_Job:_ Please restate the following records word for word.

── Material ──

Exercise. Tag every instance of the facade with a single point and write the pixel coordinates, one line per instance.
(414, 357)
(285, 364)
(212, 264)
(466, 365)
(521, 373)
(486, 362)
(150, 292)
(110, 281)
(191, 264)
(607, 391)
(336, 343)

───

_Task response:_
Exercise. Tag every instance of the facade with a single point and write the pixel coordinates, one line per instance.
(414, 357)
(285, 364)
(212, 264)
(466, 365)
(521, 373)
(486, 362)
(150, 292)
(110, 281)
(191, 264)
(607, 391)
(336, 343)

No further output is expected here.